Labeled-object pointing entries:

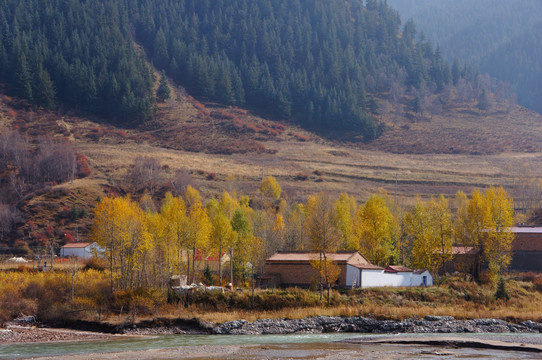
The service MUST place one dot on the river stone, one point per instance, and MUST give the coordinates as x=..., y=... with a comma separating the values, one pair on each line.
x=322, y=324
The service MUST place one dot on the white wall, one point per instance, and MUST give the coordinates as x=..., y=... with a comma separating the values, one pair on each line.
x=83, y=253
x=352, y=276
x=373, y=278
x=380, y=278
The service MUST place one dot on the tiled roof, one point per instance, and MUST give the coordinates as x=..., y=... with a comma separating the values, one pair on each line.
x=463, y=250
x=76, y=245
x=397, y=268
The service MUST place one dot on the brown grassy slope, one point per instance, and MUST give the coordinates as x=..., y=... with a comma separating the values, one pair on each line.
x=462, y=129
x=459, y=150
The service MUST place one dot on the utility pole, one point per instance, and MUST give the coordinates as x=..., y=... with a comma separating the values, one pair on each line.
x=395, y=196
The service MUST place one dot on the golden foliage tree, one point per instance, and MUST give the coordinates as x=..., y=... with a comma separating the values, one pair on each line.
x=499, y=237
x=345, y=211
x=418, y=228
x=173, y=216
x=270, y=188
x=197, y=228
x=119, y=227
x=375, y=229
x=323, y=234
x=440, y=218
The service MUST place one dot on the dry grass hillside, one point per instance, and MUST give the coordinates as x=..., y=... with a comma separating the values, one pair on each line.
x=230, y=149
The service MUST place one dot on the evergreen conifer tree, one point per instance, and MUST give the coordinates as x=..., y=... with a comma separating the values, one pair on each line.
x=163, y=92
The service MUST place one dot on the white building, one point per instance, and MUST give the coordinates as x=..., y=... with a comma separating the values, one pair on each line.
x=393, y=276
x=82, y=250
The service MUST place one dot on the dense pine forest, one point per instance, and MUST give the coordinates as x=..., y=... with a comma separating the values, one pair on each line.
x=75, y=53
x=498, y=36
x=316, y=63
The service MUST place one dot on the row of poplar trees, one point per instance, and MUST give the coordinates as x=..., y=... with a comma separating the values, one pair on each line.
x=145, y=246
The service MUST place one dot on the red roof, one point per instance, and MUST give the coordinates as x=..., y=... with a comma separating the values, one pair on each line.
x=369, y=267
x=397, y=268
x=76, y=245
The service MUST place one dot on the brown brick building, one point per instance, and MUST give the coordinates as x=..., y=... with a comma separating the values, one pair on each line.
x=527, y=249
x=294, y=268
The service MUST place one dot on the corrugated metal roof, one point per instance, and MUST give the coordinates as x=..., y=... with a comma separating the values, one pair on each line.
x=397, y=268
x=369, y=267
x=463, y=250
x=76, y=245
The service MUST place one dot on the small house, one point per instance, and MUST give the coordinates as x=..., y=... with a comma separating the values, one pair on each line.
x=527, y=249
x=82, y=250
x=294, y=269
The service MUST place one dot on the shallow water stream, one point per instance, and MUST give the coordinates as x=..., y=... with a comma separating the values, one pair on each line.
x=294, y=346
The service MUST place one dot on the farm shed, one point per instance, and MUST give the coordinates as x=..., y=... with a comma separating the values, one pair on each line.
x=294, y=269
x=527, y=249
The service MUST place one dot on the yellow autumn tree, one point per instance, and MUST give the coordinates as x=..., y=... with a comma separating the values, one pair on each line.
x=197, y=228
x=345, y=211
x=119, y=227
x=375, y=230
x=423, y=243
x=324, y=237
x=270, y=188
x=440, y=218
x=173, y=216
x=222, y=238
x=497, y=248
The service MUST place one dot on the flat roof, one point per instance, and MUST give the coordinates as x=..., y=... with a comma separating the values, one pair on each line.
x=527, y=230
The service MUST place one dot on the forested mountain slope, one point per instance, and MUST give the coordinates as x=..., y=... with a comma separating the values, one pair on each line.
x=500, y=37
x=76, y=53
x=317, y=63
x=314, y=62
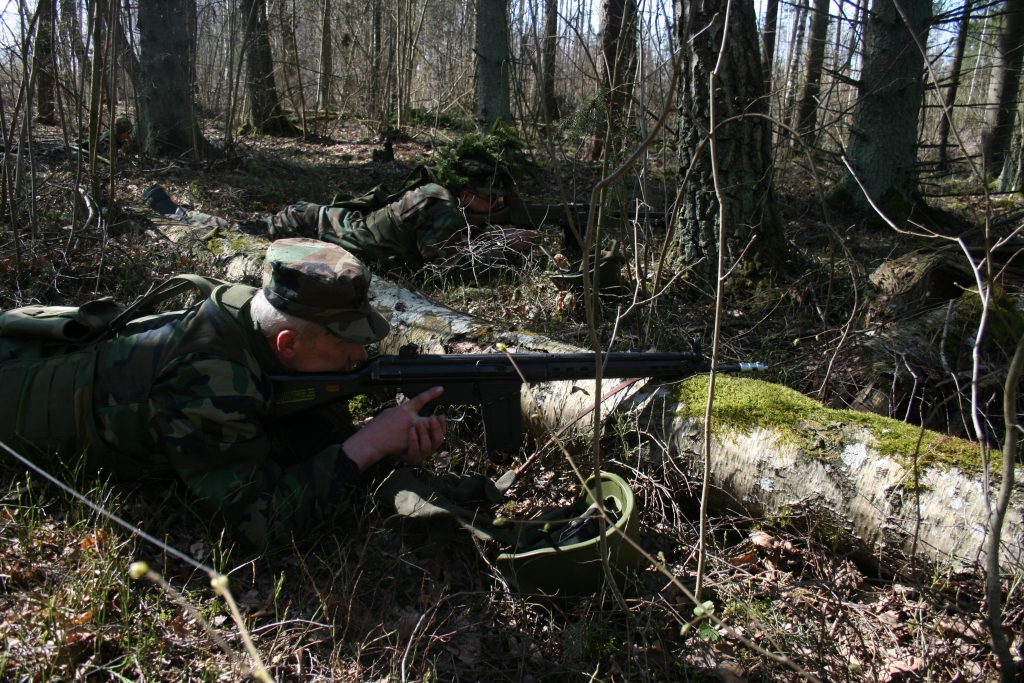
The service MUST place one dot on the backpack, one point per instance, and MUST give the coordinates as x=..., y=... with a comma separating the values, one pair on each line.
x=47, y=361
...
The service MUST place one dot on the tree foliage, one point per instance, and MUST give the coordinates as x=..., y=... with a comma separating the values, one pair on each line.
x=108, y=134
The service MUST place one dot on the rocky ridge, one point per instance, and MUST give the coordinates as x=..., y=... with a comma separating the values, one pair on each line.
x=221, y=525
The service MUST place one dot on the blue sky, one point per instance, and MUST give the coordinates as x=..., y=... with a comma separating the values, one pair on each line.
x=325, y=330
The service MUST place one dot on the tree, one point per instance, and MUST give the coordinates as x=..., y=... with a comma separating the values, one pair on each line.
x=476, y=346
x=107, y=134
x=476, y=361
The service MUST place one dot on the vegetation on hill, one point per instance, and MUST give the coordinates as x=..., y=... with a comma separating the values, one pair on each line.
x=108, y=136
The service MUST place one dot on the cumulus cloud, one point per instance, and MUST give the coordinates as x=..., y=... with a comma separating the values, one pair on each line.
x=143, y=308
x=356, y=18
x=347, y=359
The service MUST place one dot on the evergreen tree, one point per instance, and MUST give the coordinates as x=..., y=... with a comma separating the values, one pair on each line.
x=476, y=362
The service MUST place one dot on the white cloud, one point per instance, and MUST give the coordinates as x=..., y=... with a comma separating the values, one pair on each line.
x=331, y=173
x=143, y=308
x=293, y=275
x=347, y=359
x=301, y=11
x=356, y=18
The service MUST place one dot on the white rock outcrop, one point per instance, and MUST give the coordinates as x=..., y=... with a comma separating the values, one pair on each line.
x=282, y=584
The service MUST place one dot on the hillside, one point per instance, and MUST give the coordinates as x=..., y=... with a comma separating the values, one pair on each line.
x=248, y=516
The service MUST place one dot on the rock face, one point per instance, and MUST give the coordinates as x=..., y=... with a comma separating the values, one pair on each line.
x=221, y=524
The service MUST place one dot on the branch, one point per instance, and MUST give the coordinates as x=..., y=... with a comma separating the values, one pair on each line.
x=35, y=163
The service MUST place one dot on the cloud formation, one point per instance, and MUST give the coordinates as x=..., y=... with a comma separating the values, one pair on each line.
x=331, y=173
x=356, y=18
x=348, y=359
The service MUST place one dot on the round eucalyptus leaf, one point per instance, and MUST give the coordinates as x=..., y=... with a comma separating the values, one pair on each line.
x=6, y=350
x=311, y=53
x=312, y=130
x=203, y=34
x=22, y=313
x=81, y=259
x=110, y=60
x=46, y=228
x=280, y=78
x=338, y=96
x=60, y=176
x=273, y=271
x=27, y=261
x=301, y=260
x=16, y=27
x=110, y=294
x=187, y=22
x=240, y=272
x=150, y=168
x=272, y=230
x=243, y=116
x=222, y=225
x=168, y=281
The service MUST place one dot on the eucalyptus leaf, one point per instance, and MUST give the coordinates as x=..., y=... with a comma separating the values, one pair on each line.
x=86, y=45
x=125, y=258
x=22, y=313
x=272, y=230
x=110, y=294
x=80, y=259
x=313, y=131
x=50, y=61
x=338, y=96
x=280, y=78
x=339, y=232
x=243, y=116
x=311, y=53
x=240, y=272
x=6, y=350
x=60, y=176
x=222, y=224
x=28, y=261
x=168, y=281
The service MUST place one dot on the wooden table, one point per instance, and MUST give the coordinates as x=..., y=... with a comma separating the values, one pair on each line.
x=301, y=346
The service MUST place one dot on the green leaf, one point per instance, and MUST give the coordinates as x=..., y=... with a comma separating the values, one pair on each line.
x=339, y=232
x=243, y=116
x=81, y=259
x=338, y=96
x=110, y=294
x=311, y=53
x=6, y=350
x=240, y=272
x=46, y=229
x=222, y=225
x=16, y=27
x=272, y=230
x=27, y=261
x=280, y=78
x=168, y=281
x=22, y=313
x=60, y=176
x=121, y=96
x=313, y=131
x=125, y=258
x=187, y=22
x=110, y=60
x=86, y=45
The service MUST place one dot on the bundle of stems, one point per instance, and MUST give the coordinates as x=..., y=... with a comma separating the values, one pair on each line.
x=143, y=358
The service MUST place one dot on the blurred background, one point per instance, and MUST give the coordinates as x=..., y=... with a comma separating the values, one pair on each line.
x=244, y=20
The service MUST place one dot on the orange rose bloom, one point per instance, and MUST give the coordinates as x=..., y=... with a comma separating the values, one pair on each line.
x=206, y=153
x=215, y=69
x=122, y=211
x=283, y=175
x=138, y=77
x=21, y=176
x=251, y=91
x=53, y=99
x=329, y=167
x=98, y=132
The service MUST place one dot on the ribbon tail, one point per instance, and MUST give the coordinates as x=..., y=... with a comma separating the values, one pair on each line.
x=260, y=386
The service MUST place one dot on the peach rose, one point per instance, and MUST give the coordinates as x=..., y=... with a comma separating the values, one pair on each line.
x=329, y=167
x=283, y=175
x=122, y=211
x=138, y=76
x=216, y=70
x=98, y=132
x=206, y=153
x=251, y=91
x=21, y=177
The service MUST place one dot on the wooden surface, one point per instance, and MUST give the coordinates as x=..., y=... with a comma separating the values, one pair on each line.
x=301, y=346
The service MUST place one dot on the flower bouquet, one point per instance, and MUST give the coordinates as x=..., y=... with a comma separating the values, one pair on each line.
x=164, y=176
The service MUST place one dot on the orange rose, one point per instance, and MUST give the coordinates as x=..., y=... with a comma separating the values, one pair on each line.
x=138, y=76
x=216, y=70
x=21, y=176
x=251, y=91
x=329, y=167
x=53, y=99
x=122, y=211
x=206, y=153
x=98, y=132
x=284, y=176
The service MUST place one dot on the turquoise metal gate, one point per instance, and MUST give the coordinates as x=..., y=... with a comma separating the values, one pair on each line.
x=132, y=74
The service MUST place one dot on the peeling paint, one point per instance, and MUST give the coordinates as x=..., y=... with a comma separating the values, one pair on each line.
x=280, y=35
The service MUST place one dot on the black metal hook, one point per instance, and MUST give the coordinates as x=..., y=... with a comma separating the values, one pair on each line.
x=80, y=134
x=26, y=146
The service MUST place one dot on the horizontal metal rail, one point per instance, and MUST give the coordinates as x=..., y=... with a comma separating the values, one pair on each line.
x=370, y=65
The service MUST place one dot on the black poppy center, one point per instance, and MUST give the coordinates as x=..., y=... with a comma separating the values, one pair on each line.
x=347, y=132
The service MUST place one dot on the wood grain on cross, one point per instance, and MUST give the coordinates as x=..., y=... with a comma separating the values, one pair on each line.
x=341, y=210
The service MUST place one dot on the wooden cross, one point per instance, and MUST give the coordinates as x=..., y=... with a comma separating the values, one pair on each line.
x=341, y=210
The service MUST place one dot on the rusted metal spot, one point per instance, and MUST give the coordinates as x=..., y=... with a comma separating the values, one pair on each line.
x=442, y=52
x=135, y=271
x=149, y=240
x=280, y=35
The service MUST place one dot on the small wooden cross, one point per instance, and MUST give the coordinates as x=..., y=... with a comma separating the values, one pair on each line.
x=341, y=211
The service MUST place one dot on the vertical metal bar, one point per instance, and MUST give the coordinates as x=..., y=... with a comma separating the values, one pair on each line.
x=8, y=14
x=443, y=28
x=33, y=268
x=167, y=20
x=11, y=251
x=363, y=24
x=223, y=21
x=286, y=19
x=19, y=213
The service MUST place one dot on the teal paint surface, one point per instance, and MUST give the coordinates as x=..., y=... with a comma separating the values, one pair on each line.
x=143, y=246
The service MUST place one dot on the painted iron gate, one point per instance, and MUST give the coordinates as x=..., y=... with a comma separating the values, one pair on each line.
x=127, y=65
* * *
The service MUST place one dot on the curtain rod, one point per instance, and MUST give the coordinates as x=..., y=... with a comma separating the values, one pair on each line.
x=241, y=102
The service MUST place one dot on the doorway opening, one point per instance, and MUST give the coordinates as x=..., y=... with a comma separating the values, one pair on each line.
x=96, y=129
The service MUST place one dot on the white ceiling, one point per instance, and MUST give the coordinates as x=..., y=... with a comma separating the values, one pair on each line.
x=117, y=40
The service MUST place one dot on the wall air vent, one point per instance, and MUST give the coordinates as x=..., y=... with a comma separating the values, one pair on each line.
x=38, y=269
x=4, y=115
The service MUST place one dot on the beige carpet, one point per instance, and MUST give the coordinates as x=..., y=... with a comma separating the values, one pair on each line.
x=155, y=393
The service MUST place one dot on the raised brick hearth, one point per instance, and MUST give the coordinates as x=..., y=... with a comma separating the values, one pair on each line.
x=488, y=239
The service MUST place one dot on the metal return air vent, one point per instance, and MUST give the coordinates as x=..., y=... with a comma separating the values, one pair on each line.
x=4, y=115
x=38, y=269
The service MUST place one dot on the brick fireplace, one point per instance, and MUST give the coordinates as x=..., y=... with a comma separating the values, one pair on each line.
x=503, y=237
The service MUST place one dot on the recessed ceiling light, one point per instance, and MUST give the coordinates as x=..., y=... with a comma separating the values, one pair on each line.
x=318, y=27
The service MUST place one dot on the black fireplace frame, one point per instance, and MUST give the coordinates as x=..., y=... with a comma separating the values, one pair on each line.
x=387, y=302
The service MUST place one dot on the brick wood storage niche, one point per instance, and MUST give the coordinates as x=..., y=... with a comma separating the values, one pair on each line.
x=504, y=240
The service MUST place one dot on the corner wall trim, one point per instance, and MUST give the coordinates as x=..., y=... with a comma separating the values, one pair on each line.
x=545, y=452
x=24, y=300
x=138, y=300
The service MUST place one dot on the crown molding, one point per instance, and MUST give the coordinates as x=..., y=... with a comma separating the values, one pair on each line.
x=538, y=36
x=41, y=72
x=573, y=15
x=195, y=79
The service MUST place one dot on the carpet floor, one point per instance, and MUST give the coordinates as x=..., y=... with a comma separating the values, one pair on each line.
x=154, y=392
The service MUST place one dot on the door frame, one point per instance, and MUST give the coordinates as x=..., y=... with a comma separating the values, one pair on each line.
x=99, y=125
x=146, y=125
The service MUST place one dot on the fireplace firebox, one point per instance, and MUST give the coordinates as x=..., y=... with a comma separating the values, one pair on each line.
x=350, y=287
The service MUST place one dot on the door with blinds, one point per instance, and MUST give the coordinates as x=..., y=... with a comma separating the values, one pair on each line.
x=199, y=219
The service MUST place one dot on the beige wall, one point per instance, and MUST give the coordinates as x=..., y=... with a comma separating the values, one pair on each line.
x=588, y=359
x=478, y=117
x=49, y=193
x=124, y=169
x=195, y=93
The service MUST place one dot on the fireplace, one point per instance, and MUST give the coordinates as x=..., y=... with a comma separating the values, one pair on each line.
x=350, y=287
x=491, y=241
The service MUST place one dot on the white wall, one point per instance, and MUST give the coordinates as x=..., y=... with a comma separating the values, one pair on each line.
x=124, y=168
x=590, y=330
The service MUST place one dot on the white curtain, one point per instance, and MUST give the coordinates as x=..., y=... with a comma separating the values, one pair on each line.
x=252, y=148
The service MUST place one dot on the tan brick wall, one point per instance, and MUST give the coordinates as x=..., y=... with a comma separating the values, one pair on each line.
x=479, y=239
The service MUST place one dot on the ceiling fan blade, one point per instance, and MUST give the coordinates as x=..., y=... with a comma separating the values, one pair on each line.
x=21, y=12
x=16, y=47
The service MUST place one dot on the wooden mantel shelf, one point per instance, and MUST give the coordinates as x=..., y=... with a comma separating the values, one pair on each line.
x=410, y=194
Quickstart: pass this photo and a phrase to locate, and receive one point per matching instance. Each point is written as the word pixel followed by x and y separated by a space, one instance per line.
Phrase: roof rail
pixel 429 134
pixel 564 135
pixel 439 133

__What is asked__
Rewrite the records from the line with "The service MUST place one dot on the curtain" up to and including the line with "x=241, y=102" as a two-column CSV with the columns instruction and coordinates. Use one row for each record, put its text and its answer each in a single quoted field, and turn any line breaks into spaces.

__Result of the task__
instruction,coordinates
"The service MUST place one dot on the curtain rod, one point per instance, and MUST give the coordinates as x=..., y=... with a comma separating the values, one pair on each line.","x=241, y=102"